• _Exercise requirements_:
**A.** Answer these questions from the page on the UNNEST function.
(i) Which complex data types can columns of log data involve?
(ii) What value does text_column have in the example?
(iii) Which syntax parses a string into an array or map?
**B.** List every field name that appears in the example log on the page about the UNNEST function.
**C.** Rewrite the UNNEST function page starting at "Columns of log data are" and ending at "querying and analysis.", switching "primitive" to "basic".

• _Reading passage_:
◇ ◇ ◇ ◇

Scenario

Columns of log data are usually of a primitive data type, such as string or number. In certain scenarios with more complex data structures, the columns of log data may involve complex data types, such as arrays, maps, and JSON objects. The UNNEST function can be used to enumerate an array of complex data into rows for easier querying and analysis.

Example:

__source__: 1.1.1.1
__tag__:__hostname__: vm-req-170103232316569850-tianchi111932.tc
__topic__: TestTopic_4
array_column: [1,2,3]
double_column:  1.23
map_column: {"a":1,"b":2}
text_column: Product

The array_column field is of array type. To obtain an aggregate of all elements in an array_column array, you must enumerate all elements of the array for each row.

UNNEST function

Syntax Description
unnest(array) as table_alias(column_name) Splits the specified array into multiple rows. Each row has a name specified in the column_name column.
unnest(map) as table(key_name, value_name) Splits the specified map into multiple rows. Each key has a key name specified in the key_name column, and a value specified in the value_name column.
Note Note: The UNNEST function takes only arrays or maps. If you specify a string, the string must represent a JSON object. Then you can parse the string into an array or map by using the cast(json_parse(array_column) as array(bigint)) syntax.

◇ ◇ ◇ ◇

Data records
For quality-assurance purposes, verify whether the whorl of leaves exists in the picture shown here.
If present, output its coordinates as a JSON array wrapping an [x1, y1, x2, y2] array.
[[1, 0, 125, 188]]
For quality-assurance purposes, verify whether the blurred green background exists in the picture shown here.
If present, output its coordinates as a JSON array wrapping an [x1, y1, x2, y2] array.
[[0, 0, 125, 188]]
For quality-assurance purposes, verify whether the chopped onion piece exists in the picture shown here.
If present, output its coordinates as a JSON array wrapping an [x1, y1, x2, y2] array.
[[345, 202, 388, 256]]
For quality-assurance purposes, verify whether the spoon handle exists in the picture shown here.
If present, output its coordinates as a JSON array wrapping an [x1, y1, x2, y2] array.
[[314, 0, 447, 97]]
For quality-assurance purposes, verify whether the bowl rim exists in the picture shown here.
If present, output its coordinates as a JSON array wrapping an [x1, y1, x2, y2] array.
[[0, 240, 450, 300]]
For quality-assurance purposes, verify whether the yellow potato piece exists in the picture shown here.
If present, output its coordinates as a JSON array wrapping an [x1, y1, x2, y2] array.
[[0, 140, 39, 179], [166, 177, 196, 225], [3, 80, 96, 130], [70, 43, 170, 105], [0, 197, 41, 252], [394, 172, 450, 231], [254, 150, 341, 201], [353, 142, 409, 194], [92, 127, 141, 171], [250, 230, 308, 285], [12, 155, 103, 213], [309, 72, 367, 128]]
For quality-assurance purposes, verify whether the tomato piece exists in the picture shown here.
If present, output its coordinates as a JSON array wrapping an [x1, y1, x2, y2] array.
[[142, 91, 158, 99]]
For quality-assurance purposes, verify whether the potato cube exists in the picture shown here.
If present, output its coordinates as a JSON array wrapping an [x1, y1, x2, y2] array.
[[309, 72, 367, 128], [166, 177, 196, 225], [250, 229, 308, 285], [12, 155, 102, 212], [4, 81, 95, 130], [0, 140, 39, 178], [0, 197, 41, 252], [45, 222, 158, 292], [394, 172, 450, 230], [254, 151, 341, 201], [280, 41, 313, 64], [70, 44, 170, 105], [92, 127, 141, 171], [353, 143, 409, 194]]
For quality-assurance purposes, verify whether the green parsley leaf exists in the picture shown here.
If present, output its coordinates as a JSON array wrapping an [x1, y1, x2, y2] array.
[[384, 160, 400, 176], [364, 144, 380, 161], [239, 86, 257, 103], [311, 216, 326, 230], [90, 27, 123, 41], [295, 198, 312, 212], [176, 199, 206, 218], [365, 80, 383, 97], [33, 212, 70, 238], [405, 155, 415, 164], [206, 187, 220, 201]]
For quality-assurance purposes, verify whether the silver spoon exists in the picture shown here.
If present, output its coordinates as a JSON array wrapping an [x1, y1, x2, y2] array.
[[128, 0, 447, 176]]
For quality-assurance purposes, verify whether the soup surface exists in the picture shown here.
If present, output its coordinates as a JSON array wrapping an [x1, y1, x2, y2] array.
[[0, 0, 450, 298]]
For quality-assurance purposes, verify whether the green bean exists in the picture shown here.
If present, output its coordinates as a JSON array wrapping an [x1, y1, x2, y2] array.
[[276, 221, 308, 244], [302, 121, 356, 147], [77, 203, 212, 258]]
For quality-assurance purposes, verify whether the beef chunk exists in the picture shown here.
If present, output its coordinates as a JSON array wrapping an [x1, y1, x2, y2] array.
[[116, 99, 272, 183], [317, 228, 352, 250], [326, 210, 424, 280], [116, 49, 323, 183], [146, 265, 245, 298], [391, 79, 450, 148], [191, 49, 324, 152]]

◇ ◇ ◇ ◇

• _Solutions to each task_:
**A.**
(i) Arrays, maps, and JSON objects.
(ii) Product.
(iii) cast(json_parse(array_column) as array(bigint))

**B.**
__source__
__tag__:__hostname__
__topic__
array_column
double_column
map_column
text_column

**C.**
Columns of log data are usually of a basic data type, such as string or number. In certain scenarios with more complex data structures, the columns of log data may involve complex data types, such as arrays, maps, and JSON objects. The UNNEST function can be used to enumerate an array of complex data into rows for easier querying and analysis.